Goal | Repeat only the lines from the one holding "Give one point for each instance of the front wheel" down to the last line of the listing below, including both of those lines.

Location identification entries |
_ _ _ _ _

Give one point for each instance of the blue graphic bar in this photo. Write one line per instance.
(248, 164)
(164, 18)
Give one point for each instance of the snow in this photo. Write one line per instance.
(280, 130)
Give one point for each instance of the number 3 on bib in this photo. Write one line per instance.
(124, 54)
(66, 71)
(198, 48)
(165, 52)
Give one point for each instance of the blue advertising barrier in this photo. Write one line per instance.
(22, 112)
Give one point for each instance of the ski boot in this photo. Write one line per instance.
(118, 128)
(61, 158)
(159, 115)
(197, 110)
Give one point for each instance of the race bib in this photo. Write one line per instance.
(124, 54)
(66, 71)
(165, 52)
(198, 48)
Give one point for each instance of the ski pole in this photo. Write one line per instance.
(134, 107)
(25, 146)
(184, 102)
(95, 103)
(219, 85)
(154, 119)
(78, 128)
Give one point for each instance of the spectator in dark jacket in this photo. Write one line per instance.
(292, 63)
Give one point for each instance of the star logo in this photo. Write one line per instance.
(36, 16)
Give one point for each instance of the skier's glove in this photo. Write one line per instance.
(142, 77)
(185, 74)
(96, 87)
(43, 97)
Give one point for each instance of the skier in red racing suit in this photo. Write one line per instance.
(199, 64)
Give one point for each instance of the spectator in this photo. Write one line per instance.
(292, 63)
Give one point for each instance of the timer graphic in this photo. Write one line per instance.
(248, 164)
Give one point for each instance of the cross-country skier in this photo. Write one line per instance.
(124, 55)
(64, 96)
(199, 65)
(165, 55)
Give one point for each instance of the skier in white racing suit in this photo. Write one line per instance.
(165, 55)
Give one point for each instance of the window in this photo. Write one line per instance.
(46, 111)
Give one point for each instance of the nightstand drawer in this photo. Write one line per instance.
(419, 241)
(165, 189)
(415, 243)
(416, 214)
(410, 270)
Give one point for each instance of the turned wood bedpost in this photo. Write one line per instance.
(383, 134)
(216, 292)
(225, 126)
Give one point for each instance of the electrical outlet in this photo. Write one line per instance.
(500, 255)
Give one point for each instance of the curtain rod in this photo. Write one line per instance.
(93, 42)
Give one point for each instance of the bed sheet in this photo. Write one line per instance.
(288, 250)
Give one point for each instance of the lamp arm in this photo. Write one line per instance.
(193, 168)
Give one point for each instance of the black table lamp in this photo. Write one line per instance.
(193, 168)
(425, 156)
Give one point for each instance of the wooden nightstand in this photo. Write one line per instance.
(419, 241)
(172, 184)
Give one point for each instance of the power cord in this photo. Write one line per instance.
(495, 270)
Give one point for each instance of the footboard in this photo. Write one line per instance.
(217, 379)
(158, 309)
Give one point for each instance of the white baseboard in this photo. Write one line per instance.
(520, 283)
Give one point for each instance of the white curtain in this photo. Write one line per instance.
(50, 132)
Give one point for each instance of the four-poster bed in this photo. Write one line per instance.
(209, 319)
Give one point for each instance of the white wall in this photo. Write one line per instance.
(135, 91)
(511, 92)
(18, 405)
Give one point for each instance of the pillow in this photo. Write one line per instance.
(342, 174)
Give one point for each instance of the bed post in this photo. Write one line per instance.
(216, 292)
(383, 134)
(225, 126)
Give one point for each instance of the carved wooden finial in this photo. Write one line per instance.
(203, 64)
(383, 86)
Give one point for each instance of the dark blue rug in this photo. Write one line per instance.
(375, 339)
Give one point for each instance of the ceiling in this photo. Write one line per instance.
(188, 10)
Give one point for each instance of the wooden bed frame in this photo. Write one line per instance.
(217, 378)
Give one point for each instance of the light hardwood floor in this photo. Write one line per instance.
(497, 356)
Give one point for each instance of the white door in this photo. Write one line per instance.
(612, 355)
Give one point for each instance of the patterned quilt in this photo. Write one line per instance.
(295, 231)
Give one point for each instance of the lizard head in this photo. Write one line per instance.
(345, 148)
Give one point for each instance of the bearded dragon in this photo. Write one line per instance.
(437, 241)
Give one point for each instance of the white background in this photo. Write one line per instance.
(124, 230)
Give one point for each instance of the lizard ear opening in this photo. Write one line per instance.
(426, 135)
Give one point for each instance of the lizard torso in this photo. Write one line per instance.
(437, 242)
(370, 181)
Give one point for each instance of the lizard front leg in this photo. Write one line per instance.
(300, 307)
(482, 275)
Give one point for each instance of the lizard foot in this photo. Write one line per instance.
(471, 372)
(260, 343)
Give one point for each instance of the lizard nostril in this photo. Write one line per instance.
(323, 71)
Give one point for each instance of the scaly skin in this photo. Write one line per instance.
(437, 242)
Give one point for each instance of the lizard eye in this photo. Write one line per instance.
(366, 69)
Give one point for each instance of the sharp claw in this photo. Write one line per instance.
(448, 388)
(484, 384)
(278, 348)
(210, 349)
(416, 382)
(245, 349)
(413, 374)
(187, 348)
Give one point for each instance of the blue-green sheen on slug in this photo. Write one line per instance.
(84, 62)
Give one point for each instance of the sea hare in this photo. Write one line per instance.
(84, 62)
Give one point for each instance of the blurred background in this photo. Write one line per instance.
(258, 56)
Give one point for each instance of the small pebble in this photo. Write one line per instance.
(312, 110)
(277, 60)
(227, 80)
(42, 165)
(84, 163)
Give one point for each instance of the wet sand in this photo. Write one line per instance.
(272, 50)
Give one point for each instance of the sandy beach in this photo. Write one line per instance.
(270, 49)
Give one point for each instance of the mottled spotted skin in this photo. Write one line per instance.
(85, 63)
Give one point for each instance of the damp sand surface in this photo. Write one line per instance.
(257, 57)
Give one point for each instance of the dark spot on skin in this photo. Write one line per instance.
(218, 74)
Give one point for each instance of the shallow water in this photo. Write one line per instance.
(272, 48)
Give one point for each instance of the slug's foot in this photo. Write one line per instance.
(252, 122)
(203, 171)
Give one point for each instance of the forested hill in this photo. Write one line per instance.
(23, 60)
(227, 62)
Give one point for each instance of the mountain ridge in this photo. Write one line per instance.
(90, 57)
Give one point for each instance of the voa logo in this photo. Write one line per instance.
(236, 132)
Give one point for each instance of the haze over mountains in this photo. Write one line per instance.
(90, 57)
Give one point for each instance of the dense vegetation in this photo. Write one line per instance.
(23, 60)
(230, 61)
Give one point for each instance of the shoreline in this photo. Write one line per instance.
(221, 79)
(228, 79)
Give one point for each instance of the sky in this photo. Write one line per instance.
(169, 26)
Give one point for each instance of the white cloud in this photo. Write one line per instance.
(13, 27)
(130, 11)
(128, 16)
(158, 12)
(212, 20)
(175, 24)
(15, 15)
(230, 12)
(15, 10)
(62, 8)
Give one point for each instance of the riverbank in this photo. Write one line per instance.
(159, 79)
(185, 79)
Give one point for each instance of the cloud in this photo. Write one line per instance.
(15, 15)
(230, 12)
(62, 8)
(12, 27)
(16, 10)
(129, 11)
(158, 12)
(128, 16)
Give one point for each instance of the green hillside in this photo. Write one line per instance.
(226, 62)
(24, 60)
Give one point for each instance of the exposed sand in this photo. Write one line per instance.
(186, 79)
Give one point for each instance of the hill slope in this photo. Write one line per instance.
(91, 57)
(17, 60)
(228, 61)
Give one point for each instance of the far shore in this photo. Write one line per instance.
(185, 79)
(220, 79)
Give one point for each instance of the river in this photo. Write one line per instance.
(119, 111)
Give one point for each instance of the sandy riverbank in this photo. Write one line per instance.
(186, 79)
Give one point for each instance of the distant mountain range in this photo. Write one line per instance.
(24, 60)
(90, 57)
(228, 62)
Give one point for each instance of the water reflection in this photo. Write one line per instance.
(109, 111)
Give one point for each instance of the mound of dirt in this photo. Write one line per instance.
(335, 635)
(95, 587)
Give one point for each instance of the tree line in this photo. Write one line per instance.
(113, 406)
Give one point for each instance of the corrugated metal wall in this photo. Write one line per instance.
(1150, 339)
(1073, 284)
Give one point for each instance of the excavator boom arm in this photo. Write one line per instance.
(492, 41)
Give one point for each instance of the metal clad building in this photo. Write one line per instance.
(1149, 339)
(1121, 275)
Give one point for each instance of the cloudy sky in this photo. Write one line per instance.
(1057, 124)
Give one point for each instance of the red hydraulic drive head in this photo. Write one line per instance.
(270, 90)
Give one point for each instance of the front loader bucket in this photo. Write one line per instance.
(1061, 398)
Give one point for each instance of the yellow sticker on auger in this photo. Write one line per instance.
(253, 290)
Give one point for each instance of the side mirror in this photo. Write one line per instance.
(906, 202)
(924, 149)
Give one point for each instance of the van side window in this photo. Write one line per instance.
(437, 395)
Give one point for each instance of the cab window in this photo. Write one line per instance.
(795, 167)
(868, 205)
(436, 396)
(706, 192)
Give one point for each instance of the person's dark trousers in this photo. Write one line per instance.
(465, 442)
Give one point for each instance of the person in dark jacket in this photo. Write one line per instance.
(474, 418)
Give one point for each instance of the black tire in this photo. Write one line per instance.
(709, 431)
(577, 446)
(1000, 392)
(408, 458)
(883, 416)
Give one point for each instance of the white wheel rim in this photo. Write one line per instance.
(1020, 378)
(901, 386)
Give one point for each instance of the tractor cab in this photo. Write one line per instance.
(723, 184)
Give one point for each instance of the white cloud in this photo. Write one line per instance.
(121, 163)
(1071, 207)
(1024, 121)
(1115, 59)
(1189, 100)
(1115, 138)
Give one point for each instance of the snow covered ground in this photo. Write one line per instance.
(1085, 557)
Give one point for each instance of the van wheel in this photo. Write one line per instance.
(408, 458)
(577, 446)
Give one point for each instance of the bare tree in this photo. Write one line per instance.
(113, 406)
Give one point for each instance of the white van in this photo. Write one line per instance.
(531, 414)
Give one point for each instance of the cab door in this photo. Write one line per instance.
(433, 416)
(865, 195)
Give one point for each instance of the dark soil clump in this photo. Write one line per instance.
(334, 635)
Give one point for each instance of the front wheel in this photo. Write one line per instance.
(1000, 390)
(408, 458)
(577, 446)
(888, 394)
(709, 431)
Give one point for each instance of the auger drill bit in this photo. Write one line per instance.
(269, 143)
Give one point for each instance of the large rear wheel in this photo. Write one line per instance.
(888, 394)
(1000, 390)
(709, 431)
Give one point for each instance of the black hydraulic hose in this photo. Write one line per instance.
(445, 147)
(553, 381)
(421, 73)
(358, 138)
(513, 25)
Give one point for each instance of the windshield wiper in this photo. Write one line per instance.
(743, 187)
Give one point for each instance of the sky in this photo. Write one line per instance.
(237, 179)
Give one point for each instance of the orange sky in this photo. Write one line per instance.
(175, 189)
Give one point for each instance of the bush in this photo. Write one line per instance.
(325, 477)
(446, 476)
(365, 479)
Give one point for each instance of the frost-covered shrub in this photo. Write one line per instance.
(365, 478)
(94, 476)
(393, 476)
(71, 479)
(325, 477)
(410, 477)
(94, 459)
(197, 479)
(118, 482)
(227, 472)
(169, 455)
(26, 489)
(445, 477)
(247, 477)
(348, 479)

_ _ _ _ _

Answer to the exercise |
Give one point for each instance of the front wheel in this photo. Write one line per instance.
(1000, 390)
(408, 458)
(577, 446)
(888, 394)
(709, 431)
Give one point for each instance of the auger drill bit in this photo. Write one line per instance.
(269, 143)
Give one point for each instance of the large rear wheel in this photo. Write one line per instance.
(888, 394)
(1000, 390)
(709, 431)
Give one point for each instance of the black hydraulic hose in this photo. Write one line per instance.
(445, 147)
(553, 381)
(421, 73)
(358, 138)
(513, 25)
Give one point for each instance of the windshield wiper in this photo. Write one line per instance.
(743, 187)
Give one point for each instance of the sky in this photo. Write one line per instance.
(237, 179)
Give one point for each instance of the orange sky in this photo. Write one line per instance.
(175, 189)
Give one point for each instance of the bush in this photo. Write one line per instance.
(325, 477)
(446, 476)
(365, 479)
Give one point for each instance of the frost-covered shrub in this photo. Write one line per instance.
(365, 478)
(94, 476)
(393, 476)
(71, 479)
(325, 477)
(410, 477)
(94, 459)
(197, 479)
(118, 482)
(227, 472)
(169, 455)
(26, 489)
(445, 477)
(247, 477)
(348, 479)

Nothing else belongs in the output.